= Raw records =
.....

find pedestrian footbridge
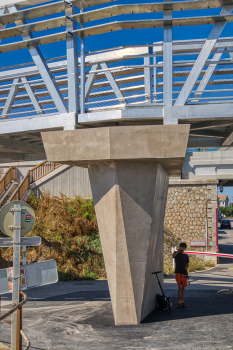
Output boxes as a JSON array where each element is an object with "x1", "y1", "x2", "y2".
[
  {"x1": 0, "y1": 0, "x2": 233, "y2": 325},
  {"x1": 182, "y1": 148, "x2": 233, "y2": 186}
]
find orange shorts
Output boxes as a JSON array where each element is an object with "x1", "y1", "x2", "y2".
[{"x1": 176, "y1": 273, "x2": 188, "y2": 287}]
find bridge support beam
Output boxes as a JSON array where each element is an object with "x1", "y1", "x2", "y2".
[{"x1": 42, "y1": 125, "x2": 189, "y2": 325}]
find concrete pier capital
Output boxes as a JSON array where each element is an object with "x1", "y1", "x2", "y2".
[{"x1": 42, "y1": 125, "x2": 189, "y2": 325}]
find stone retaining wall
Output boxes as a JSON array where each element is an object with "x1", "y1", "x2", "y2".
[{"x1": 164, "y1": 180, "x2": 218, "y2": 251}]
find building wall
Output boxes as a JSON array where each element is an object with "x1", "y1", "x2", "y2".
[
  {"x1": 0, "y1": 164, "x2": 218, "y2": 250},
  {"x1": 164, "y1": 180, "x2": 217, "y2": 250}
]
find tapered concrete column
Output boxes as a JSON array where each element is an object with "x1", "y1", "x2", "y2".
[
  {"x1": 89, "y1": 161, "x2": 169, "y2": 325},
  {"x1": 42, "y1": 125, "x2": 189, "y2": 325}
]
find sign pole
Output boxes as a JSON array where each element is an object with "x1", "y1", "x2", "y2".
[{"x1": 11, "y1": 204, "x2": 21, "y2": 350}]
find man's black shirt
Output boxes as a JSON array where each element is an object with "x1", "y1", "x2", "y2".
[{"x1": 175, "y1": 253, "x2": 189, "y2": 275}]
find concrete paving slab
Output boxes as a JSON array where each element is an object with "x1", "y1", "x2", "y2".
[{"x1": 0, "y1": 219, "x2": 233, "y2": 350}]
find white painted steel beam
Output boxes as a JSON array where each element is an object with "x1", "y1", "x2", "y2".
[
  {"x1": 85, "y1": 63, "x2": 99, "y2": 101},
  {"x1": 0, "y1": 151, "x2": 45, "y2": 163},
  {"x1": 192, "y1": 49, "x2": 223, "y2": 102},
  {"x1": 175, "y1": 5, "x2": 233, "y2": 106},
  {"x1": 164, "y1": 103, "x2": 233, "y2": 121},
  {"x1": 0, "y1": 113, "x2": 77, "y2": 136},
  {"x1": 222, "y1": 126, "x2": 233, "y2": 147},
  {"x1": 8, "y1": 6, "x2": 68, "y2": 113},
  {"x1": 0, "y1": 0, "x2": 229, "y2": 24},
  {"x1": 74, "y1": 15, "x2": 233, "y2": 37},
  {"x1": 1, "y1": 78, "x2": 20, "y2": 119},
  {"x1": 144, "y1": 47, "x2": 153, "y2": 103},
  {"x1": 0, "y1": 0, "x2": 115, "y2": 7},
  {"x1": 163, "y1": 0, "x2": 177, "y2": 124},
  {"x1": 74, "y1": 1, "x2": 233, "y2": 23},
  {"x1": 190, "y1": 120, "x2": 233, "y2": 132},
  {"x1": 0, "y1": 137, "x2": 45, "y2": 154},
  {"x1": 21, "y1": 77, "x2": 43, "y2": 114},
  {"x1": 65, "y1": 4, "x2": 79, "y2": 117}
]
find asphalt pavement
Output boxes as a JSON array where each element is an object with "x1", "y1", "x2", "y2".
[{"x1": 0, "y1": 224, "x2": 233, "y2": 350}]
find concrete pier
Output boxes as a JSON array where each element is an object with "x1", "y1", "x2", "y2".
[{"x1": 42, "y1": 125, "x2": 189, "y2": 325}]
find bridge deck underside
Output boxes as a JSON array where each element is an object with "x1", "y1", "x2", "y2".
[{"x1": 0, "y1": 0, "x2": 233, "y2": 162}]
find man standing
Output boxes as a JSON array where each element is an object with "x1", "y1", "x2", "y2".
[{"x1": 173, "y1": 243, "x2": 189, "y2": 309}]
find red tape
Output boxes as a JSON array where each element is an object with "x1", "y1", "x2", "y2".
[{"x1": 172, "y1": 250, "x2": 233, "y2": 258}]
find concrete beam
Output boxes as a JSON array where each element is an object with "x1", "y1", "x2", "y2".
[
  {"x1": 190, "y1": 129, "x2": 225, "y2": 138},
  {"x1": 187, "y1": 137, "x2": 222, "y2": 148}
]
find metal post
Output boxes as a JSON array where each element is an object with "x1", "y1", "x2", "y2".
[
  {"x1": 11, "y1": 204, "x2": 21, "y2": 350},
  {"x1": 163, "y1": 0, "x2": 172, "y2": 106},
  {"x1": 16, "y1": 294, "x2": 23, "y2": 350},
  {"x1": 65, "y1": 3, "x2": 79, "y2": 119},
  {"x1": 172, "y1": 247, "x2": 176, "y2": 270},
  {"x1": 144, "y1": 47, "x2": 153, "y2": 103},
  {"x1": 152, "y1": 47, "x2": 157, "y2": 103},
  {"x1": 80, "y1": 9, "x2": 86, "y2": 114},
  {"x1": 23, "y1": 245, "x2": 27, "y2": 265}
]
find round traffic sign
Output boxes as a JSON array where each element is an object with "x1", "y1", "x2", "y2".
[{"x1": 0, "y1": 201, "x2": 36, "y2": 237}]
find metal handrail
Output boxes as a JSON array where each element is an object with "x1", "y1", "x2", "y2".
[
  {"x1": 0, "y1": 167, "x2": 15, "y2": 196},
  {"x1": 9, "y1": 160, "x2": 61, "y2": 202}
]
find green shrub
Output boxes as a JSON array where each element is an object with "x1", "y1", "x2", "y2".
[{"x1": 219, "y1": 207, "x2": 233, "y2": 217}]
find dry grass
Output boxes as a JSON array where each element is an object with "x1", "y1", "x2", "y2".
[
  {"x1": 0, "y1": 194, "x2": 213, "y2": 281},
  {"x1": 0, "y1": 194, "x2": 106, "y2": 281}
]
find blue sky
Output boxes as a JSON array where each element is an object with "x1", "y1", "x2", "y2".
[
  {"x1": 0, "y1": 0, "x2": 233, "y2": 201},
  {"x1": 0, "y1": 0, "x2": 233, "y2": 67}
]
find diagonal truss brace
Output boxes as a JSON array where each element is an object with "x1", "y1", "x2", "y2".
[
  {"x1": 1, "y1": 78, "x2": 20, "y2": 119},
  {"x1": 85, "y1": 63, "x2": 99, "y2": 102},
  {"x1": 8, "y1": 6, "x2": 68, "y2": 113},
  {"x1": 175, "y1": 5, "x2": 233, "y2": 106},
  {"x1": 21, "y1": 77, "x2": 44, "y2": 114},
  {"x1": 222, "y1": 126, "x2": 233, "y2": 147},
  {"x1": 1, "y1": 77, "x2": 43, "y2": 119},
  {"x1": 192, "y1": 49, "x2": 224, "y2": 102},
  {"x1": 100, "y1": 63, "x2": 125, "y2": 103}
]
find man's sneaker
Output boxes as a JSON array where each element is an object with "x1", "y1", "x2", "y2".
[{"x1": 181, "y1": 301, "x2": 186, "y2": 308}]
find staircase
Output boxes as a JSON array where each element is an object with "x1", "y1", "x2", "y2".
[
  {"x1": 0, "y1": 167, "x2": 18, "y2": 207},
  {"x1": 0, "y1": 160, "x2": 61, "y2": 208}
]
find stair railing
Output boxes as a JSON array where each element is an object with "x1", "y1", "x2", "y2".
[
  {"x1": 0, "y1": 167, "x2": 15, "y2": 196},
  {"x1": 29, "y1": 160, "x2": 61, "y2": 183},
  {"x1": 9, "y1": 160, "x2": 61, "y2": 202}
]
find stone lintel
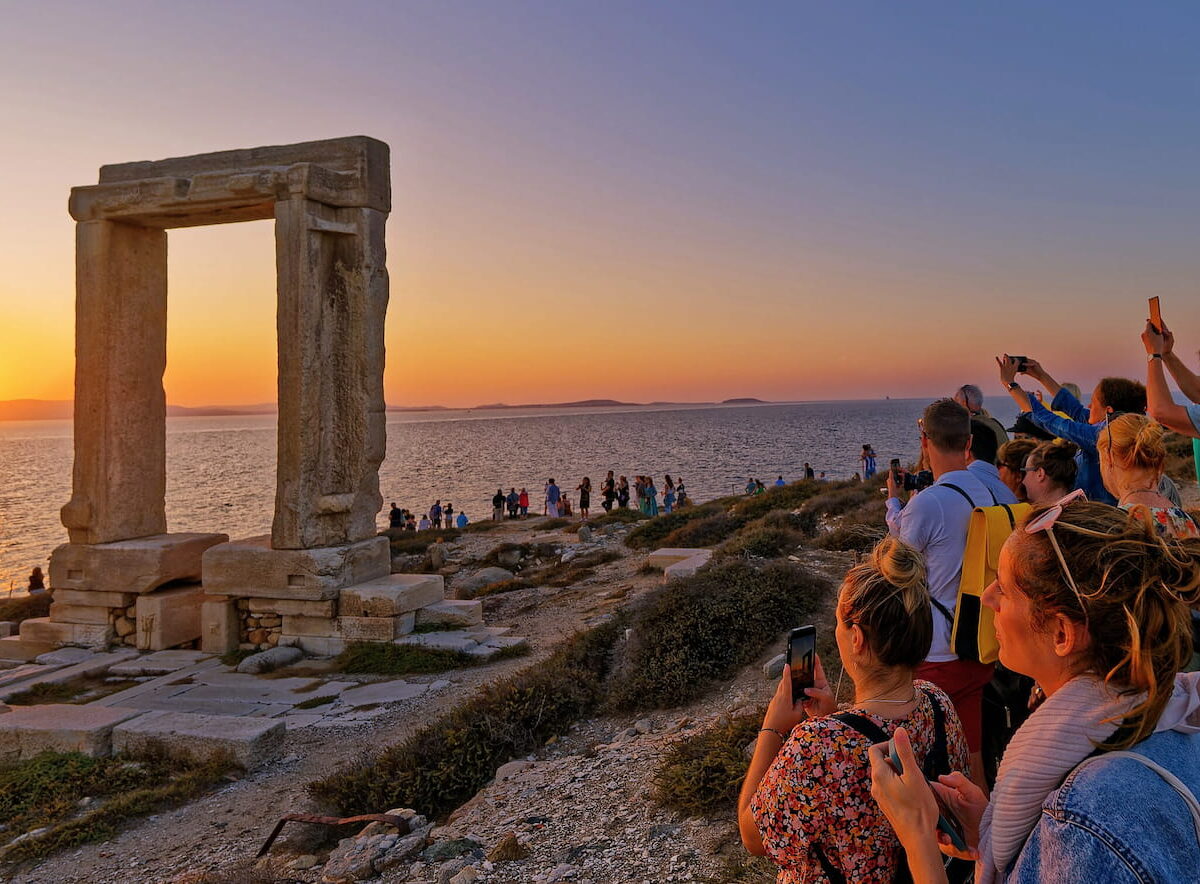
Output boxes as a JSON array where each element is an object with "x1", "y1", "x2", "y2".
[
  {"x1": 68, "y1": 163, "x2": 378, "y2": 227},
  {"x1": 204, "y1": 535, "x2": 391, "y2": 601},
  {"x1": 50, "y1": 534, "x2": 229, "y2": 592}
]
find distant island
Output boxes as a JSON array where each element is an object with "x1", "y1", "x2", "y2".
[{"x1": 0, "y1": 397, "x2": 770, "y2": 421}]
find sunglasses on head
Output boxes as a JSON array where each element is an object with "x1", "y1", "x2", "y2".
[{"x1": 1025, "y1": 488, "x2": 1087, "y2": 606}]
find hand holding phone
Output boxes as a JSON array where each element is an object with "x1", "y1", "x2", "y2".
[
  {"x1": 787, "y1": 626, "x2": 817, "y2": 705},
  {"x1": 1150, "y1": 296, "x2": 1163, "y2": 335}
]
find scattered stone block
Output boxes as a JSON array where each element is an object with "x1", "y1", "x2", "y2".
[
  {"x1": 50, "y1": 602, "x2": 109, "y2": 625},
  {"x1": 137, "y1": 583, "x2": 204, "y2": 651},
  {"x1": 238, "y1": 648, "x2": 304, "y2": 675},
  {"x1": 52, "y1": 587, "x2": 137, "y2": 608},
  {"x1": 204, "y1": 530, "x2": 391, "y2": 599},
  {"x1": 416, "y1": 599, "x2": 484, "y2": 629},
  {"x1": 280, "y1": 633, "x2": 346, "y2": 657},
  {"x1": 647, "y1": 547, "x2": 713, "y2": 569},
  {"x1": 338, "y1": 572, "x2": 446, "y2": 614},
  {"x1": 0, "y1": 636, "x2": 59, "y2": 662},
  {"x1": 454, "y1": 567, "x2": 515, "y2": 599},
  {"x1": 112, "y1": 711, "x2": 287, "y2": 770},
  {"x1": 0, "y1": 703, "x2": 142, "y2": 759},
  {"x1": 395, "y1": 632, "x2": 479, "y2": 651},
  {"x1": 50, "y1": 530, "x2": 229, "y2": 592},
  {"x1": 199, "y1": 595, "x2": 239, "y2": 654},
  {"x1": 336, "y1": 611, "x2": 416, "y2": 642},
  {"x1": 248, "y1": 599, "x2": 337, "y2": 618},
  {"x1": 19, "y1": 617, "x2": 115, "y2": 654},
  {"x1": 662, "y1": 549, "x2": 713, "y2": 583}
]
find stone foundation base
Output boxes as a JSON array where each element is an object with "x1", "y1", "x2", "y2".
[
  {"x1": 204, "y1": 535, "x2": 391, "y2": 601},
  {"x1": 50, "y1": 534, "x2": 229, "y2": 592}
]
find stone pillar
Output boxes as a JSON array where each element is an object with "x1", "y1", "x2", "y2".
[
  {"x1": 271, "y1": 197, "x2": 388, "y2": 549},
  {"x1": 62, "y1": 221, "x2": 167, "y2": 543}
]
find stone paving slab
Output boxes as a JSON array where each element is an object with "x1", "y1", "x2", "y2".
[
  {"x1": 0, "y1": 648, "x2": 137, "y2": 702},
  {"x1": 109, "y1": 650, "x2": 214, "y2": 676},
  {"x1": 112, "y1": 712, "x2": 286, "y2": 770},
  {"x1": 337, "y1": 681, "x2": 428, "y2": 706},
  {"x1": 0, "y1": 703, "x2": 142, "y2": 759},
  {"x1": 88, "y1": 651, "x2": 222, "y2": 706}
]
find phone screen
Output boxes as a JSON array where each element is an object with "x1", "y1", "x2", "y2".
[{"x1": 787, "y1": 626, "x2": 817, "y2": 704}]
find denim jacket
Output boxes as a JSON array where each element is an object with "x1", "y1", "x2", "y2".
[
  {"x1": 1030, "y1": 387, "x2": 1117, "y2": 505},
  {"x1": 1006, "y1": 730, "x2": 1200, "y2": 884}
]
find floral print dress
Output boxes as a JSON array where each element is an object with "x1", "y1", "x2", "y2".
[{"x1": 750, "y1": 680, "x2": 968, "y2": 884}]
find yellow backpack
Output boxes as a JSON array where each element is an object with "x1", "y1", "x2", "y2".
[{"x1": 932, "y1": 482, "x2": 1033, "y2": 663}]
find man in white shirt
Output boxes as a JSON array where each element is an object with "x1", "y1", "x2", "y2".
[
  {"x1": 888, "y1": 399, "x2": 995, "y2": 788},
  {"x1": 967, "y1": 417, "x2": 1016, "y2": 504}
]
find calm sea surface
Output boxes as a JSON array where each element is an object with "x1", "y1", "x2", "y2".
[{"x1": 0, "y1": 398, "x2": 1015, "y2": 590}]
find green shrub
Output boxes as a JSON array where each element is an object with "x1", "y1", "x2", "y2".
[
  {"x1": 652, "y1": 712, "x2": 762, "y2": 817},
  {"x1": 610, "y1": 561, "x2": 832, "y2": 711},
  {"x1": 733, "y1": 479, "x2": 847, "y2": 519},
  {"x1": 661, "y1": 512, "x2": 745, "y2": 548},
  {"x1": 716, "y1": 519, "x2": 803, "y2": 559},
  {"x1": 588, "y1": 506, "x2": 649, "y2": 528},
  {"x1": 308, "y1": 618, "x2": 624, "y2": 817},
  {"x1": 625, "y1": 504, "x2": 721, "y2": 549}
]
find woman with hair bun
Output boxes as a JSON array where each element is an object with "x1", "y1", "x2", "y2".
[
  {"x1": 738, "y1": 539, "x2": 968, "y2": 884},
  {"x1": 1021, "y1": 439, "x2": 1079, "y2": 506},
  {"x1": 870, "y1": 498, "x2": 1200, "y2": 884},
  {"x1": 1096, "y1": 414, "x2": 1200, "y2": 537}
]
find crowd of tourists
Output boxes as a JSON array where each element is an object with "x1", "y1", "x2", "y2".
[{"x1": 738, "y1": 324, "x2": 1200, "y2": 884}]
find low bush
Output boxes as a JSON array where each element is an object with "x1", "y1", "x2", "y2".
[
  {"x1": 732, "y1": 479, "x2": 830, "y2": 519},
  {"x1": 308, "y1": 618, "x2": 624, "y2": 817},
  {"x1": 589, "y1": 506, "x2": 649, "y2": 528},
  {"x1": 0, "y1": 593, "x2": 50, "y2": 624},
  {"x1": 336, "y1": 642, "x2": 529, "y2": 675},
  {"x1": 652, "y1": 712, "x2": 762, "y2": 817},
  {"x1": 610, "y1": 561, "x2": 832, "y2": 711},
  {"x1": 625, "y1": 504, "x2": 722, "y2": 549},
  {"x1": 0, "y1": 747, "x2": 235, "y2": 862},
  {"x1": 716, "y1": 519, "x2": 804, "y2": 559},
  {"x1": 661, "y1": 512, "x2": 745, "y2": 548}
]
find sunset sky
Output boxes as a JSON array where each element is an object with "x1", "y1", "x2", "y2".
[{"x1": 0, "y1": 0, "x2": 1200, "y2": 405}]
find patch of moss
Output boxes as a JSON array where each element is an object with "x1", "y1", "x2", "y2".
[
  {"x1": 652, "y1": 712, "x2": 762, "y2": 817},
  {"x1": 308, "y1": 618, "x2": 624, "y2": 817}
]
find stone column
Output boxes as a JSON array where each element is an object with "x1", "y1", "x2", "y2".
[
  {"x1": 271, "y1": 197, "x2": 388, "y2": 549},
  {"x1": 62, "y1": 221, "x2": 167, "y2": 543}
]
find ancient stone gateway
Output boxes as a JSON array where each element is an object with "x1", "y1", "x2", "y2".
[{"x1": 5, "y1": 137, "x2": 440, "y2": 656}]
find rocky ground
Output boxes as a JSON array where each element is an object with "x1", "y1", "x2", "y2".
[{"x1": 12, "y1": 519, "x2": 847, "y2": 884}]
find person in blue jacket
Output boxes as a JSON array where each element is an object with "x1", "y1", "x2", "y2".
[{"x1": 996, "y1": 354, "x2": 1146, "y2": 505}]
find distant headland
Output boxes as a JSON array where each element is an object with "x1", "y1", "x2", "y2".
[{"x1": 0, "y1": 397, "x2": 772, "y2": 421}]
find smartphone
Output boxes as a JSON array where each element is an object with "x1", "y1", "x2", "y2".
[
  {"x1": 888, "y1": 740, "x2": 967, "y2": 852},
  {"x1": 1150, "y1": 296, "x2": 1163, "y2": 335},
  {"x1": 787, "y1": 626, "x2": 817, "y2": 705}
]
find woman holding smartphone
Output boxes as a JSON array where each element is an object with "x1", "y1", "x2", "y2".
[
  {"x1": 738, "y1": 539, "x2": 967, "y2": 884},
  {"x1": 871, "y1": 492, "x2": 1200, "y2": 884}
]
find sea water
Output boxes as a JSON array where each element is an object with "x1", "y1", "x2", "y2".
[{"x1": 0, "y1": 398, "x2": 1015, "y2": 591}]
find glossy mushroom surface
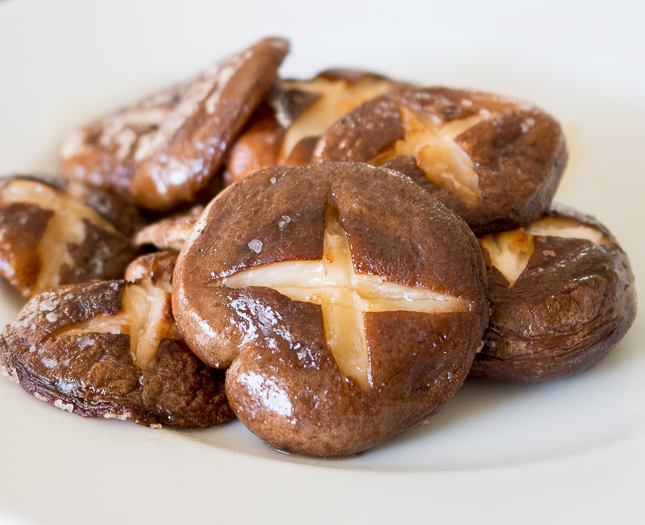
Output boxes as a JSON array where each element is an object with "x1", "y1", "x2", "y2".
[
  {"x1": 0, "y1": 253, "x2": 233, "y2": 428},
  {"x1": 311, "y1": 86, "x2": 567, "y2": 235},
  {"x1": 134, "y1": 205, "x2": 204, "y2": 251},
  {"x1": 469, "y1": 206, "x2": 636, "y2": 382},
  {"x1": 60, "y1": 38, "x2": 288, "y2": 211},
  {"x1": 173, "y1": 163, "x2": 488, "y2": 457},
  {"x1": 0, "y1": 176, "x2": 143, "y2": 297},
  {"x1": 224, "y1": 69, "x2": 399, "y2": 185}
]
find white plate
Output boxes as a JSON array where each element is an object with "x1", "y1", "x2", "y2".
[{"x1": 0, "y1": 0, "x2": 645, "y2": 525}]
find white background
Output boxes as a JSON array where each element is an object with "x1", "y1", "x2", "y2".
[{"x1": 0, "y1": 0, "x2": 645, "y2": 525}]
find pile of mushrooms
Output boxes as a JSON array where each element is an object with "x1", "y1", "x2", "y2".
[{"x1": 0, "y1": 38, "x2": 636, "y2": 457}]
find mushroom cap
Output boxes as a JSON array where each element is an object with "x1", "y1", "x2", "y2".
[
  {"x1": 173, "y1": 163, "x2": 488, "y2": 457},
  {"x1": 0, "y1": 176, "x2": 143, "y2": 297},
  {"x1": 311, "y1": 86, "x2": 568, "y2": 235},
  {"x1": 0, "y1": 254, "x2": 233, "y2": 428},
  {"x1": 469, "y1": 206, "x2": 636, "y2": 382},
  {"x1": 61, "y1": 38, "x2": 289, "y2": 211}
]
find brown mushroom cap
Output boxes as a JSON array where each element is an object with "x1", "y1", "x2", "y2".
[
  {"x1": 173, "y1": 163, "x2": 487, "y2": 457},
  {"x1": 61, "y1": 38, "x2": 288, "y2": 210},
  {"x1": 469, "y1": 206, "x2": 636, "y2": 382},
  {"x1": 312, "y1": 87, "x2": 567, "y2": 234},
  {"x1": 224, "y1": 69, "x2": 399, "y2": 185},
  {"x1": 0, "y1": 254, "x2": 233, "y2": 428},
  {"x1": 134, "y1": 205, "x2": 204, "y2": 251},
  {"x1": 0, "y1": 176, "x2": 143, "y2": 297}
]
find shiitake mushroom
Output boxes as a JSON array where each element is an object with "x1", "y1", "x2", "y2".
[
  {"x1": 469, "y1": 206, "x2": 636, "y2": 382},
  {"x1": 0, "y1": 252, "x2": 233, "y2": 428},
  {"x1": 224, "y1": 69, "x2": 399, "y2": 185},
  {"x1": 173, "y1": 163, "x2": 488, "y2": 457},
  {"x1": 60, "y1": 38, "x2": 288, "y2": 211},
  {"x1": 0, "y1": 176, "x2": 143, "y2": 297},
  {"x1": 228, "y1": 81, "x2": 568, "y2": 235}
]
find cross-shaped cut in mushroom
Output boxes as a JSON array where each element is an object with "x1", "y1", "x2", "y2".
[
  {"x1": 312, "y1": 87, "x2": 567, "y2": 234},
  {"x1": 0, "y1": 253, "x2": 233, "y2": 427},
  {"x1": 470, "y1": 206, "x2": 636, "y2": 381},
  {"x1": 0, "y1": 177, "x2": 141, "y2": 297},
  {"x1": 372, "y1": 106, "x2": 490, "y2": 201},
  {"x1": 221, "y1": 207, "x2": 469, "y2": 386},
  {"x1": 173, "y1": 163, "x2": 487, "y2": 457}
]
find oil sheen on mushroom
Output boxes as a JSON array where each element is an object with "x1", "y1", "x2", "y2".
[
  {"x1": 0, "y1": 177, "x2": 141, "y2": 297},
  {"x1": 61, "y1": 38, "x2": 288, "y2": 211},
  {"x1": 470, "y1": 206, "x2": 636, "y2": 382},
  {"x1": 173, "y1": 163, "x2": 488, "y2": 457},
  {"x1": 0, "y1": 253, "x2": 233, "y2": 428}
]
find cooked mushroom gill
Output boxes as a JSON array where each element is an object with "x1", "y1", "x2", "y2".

.....

= STATED GOAL =
Retype nothing except the lines from the line holding "find cross-shaped cut in mushroom" through the last line of the entries, both included.

= FULL OUTPUT =
find cross-shaped cut in mushroom
Output boxes as a JSON array where each element is an object with "x1", "y1", "x2", "y2".
[
  {"x1": 312, "y1": 87, "x2": 567, "y2": 234},
  {"x1": 0, "y1": 253, "x2": 233, "y2": 427},
  {"x1": 470, "y1": 206, "x2": 636, "y2": 381},
  {"x1": 0, "y1": 177, "x2": 141, "y2": 297},
  {"x1": 372, "y1": 106, "x2": 490, "y2": 201},
  {"x1": 221, "y1": 207, "x2": 469, "y2": 386},
  {"x1": 173, "y1": 163, "x2": 487, "y2": 457}
]
find oil sheen on mushroom
Output boxes as a JSON array where each element is an object with "x1", "y1", "x2", "y2".
[
  {"x1": 0, "y1": 177, "x2": 141, "y2": 297},
  {"x1": 61, "y1": 38, "x2": 288, "y2": 211},
  {"x1": 470, "y1": 206, "x2": 636, "y2": 382},
  {"x1": 173, "y1": 163, "x2": 488, "y2": 457},
  {"x1": 0, "y1": 253, "x2": 233, "y2": 428}
]
find cooked mushroom gill
Output boxes as a JSON array where each element is an object with "x1", "y1", "x2", "y2".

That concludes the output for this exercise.